• Exercise brief
Count the lines in the records below that contain the string "roof", matching case exactly, and reply with only that number.

• Records shown
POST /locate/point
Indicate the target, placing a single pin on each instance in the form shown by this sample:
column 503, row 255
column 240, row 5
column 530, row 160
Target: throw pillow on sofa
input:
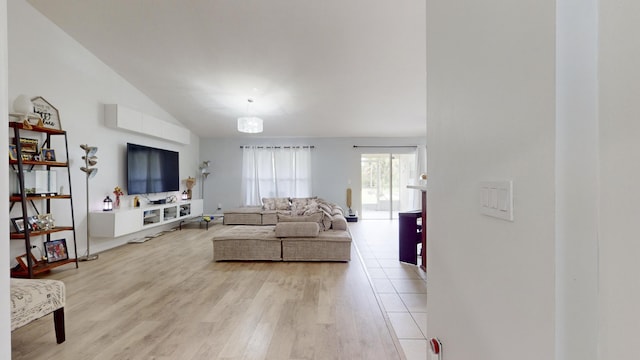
column 316, row 217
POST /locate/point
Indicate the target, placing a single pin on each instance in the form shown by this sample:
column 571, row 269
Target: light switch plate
column 496, row 199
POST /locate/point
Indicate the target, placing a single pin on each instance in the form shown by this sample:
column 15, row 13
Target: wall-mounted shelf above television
column 123, row 118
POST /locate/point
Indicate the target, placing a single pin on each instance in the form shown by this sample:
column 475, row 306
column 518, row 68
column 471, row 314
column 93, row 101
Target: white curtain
column 421, row 168
column 275, row 172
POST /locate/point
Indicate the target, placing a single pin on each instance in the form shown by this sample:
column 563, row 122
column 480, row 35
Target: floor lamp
column 90, row 159
column 204, row 170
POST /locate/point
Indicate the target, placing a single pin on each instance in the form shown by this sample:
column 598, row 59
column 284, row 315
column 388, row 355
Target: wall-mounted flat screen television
column 151, row 170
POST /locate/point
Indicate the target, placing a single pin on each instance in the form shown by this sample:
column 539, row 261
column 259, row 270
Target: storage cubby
column 185, row 210
column 170, row 213
column 122, row 222
column 151, row 217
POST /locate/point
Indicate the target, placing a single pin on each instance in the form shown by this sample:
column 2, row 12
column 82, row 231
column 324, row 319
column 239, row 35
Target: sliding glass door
column 384, row 184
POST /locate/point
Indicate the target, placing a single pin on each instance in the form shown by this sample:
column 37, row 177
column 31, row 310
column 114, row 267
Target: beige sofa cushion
column 314, row 217
column 297, row 229
column 276, row 203
column 338, row 222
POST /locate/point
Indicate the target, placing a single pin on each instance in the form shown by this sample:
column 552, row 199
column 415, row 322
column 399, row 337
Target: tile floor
column 401, row 287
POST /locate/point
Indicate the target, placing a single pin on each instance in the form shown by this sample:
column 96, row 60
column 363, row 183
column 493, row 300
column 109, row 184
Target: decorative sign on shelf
column 48, row 113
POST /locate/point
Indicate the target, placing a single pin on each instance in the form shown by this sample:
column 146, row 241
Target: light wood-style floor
column 166, row 299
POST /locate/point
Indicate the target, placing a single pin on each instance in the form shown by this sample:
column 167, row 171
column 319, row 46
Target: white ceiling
column 315, row 68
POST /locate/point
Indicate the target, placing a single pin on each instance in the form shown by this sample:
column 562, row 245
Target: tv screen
column 151, row 170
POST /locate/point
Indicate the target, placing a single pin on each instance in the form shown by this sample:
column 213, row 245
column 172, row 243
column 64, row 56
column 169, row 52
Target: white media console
column 121, row 222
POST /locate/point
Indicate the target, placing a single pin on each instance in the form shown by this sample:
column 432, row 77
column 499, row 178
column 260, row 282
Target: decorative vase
column 22, row 104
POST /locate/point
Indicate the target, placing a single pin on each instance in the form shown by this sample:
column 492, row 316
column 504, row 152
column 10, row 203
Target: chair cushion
column 32, row 299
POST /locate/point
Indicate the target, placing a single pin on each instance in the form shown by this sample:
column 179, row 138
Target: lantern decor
column 190, row 182
column 107, row 204
column 117, row 191
column 90, row 161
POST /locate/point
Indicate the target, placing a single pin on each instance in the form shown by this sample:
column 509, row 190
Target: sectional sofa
column 284, row 229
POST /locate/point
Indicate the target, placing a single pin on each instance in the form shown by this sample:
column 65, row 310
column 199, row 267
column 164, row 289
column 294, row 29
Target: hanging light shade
column 249, row 124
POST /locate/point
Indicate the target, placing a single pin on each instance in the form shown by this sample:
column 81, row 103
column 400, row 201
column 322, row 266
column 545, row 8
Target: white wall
column 491, row 115
column 619, row 75
column 5, row 318
column 577, row 190
column 45, row 61
column 335, row 164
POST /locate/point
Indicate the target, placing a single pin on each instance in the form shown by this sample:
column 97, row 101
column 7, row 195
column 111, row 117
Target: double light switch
column 496, row 199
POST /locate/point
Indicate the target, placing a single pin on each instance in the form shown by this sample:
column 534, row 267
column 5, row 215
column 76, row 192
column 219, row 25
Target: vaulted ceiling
column 322, row 68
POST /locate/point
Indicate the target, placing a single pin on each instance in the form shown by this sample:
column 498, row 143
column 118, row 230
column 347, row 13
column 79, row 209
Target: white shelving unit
column 112, row 224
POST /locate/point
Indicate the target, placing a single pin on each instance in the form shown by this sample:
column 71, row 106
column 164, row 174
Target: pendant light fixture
column 249, row 124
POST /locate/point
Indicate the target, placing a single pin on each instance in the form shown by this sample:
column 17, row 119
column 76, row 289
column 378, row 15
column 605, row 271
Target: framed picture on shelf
column 22, row 261
column 13, row 152
column 33, row 222
column 56, row 250
column 19, row 224
column 29, row 146
column 48, row 113
column 48, row 155
column 45, row 221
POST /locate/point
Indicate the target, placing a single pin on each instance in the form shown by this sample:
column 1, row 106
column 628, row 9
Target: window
column 275, row 172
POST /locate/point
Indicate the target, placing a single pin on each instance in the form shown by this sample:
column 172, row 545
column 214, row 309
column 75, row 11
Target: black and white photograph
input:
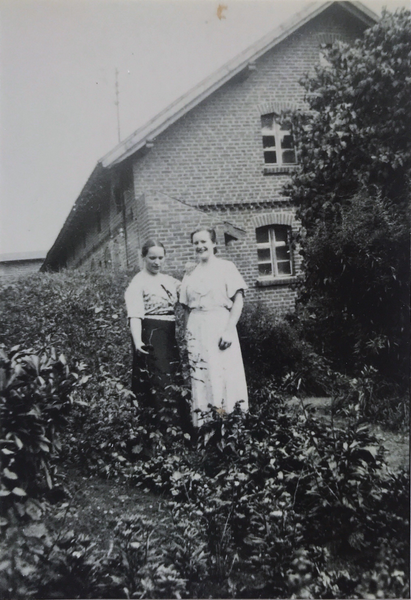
column 205, row 299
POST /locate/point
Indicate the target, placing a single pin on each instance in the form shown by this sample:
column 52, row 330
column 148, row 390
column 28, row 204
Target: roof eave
column 205, row 88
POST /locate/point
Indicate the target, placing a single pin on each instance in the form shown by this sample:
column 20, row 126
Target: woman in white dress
column 213, row 294
column 150, row 299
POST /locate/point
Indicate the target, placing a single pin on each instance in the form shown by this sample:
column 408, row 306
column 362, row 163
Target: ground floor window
column 274, row 251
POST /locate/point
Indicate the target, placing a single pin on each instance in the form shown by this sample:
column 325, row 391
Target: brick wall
column 14, row 269
column 214, row 153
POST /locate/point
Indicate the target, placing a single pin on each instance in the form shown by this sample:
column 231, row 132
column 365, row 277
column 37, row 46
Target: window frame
column 272, row 244
column 278, row 132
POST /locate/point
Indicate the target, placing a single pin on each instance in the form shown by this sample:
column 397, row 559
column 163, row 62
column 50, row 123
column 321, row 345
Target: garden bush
column 274, row 351
column 269, row 503
column 35, row 397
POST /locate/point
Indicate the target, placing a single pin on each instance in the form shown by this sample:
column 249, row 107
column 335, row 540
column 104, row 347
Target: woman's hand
column 135, row 326
column 226, row 340
column 140, row 347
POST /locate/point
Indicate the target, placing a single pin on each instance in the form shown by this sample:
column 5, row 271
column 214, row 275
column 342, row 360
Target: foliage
column 273, row 351
column 34, row 401
column 352, row 197
column 80, row 314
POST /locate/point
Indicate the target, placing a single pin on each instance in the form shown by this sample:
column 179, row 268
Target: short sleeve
column 134, row 300
column 234, row 281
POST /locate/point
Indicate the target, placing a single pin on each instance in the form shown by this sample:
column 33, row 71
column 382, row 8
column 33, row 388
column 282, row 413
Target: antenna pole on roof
column 117, row 103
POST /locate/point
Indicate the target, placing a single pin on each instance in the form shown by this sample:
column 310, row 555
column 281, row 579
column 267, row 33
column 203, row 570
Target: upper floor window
column 324, row 50
column 274, row 251
column 278, row 141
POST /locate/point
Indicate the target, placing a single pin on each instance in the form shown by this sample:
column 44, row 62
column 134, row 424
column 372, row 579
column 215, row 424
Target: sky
column 58, row 62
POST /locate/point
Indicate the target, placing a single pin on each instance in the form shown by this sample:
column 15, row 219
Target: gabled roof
column 19, row 256
column 145, row 134
column 205, row 88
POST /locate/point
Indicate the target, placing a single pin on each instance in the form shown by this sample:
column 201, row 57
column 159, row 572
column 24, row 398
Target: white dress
column 217, row 376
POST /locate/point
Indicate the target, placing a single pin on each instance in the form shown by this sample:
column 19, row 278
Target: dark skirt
column 153, row 372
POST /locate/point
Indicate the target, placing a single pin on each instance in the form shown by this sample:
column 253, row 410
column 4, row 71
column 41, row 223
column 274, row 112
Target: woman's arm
column 186, row 313
column 235, row 313
column 135, row 327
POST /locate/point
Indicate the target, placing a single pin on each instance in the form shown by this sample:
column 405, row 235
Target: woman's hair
column 150, row 244
column 211, row 233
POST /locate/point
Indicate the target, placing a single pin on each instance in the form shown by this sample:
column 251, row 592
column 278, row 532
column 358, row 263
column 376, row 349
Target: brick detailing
column 207, row 169
column 280, row 218
column 278, row 107
column 328, row 38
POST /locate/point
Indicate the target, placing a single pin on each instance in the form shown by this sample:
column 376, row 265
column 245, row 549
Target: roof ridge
column 215, row 80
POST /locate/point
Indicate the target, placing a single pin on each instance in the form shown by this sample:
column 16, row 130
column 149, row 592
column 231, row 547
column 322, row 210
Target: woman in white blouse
column 213, row 296
column 150, row 299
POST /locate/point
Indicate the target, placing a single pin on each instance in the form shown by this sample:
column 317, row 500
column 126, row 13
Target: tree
column 351, row 193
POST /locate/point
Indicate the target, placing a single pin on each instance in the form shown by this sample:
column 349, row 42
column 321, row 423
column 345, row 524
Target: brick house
column 19, row 264
column 215, row 157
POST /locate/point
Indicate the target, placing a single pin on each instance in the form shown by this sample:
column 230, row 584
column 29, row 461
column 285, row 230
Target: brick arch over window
column 280, row 218
column 274, row 106
column 328, row 38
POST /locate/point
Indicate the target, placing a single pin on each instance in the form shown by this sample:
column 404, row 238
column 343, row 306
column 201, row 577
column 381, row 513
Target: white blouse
column 211, row 288
column 151, row 295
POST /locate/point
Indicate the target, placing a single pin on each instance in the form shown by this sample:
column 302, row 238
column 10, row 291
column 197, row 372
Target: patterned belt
column 160, row 317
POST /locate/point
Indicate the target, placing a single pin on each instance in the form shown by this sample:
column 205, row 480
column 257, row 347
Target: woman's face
column 154, row 259
column 203, row 245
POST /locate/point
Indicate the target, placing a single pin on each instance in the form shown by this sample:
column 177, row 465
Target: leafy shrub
column 273, row 350
column 34, row 401
column 80, row 314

• Solved exercise
4